- Excerpt provided -
*** Block opens ***
559
 

559=6^3+7^3 is the sum of two consecutive cubes

Is 559 (after 344) the smallest number k such that k is the sum of two positive cubes and k congruent to 0 mod 43?

Are there any other k congruent to 0 mod 43 and sum of two positive cubes?

Who cares?

Why might this not be significant?

x^3+y^3=(x+y)(x^2-xy+y^2), so yes there are infinitely many numbers x and y such that x+y is divisible by 43, and thus x^3+y^3 as well by association.

...
 

7^3+6^3=559

7^3-6^3=127 a Mersenne prime.

Are there other Mersenne primes which are the difference of two positive cubes?
*** Block closes ***
- What you need to do -
1/ Decide whether each of the following statements agrees with the thread about the number 559, answering yes or no and quoting the words from the thread that settle it: (a) 559 is written as the sum of two consecutive cubes; (b) the difference 7^3-6^3 is given as 127; (c) the thread claims there are only finitely many pairs x and y with x+y divisible by 43.
2/ Resume the thread about the number 559, starting right after its final question about Mersenne primes.

Stored records
*** Block opens ***
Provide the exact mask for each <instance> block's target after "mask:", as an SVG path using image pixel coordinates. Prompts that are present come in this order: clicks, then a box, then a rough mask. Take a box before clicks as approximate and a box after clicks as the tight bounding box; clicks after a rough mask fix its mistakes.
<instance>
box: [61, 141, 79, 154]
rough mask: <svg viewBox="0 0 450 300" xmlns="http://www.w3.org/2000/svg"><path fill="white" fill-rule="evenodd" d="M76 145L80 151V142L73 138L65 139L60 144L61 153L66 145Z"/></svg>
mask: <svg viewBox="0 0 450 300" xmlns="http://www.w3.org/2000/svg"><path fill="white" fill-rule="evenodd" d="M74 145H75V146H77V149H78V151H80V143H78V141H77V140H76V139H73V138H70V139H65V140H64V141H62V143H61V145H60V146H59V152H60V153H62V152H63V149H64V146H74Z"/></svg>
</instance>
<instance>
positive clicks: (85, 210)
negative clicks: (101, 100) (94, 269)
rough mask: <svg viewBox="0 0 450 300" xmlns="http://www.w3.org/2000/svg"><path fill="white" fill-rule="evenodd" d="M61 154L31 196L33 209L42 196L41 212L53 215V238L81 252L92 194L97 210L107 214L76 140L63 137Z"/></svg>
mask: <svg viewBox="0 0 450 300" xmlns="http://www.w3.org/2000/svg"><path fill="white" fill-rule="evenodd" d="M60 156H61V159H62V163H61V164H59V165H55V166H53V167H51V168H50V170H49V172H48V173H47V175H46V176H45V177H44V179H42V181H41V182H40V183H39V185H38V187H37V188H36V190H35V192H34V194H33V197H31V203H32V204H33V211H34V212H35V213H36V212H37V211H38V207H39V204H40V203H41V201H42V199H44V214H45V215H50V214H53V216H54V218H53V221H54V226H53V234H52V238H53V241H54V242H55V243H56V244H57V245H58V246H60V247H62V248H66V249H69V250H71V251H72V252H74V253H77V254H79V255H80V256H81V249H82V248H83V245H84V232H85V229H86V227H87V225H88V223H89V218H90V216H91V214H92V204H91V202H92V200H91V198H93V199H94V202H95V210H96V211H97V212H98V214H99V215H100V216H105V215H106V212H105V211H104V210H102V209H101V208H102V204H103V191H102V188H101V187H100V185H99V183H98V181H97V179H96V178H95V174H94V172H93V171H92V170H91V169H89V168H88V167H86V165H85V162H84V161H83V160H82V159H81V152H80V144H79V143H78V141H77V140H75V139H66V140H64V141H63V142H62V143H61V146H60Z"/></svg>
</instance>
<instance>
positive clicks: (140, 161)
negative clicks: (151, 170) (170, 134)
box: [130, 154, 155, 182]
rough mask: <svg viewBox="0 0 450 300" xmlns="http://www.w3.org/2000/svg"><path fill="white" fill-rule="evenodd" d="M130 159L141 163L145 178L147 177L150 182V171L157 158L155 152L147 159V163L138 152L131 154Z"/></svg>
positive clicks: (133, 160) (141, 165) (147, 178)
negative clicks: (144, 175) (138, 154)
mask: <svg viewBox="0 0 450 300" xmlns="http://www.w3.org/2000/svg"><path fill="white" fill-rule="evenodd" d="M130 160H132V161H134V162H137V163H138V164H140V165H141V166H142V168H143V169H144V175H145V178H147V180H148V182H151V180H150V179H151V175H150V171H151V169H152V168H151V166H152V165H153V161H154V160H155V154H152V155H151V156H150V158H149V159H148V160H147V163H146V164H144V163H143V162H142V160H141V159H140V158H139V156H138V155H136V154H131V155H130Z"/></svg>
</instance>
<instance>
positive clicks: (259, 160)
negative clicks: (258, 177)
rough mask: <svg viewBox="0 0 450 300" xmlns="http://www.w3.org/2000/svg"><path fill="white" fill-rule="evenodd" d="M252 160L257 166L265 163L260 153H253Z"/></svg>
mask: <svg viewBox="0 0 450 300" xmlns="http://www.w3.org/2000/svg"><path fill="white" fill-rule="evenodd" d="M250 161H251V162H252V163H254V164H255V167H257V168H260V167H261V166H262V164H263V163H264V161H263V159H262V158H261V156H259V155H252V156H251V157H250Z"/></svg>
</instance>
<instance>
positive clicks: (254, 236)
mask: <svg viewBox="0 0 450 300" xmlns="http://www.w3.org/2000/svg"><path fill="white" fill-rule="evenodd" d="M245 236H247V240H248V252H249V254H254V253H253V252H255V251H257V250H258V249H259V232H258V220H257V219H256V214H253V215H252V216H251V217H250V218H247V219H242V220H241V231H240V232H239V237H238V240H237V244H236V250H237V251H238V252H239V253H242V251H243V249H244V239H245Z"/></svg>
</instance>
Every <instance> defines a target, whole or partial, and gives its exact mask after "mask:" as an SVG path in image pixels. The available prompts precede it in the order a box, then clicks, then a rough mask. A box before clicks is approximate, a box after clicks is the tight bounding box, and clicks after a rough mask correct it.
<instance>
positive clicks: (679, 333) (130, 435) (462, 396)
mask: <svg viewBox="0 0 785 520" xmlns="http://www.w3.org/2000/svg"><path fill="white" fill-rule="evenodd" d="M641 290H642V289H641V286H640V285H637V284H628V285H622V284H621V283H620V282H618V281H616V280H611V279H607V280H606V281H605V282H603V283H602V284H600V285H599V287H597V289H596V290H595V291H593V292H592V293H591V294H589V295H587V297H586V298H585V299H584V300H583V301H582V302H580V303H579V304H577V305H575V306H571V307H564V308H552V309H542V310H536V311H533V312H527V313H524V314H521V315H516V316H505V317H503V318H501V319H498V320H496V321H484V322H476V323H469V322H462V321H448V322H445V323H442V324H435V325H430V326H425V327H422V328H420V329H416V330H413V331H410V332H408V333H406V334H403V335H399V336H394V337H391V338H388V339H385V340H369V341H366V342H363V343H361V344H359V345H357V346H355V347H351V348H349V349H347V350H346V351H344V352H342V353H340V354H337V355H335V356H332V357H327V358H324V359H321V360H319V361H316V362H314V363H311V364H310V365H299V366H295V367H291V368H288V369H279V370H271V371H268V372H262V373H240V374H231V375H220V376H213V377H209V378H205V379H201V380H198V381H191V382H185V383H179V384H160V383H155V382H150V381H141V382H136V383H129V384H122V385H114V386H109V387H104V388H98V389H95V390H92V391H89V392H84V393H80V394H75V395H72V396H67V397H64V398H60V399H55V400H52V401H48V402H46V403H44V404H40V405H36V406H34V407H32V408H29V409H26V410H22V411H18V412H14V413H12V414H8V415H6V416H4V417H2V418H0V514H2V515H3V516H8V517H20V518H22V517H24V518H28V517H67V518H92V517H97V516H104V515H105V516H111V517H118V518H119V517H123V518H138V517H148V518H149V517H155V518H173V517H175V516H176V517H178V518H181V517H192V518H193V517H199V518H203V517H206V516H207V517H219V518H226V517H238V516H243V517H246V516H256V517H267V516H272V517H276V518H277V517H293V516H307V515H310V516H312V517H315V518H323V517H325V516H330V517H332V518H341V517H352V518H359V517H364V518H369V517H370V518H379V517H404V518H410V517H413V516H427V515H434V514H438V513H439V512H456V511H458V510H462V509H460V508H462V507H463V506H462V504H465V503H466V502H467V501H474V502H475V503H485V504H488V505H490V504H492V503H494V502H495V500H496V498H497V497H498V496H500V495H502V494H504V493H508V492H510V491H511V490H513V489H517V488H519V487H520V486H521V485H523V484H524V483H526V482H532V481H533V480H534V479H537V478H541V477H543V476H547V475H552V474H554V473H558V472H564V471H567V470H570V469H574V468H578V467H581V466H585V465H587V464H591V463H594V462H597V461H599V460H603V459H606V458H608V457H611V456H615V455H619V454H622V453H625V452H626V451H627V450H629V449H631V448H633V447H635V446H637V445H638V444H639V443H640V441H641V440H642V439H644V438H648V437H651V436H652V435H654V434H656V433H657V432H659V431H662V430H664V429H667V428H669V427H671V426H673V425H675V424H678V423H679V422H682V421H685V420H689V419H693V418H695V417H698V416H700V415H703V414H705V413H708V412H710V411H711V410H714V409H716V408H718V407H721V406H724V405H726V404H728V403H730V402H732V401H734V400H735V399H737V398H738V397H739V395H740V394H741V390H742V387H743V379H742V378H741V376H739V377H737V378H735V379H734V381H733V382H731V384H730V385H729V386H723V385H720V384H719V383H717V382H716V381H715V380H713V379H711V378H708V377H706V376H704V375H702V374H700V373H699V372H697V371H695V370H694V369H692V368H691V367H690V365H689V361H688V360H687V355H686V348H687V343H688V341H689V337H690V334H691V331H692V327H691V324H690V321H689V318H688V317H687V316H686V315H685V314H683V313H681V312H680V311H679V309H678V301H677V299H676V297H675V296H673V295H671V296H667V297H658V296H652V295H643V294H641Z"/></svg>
*** Block closes ***
- Task responses -
1/
(a) Yes: "559=6^3+7^3 is the sum of two consecutive cubes"
(b) Yes: "7^3-6^3=127 a Mersenne prime."
(c) No: "yes there are infinitely many numbers x and y such that x+y is divisible by 43"

2/
x^3-y^3=(x-y)(x^2+xy+y^2), so if x-y=1, then y=x-1 and the quadratic becomes x^2+x(x+-1)+(x-1)^2=x^2+x^2-x+x^2-2x+1=3x^2-3x+1, so if 3x^2-3x+1 is a Mersenne prime, then x^3-y^3 is also a Mersenne prime. Mersenne primes are always of the form 3n+1, so:
2^n-1=3x^2-3x+1
2^n-2=3x^2-3x
(2^n-2)/3=x^2-x
x^2-x-(2^n-2)/3=0
So, using the quadratic formula, if (-1)^2-4(1)(-(2^n-2)/3)=1+4(2^n-2)/3 with n a Mersenne prime exponent is a perfect square, then there is another Mersenne prime that is the difference of 2 cubes.
This may seriously be one thing Enzo said that could turn into a legitimately difficult mathematical conjecture: Are there any more perfect squares of the form 1+4(2^n-2)/3?
Also, trivially, 7.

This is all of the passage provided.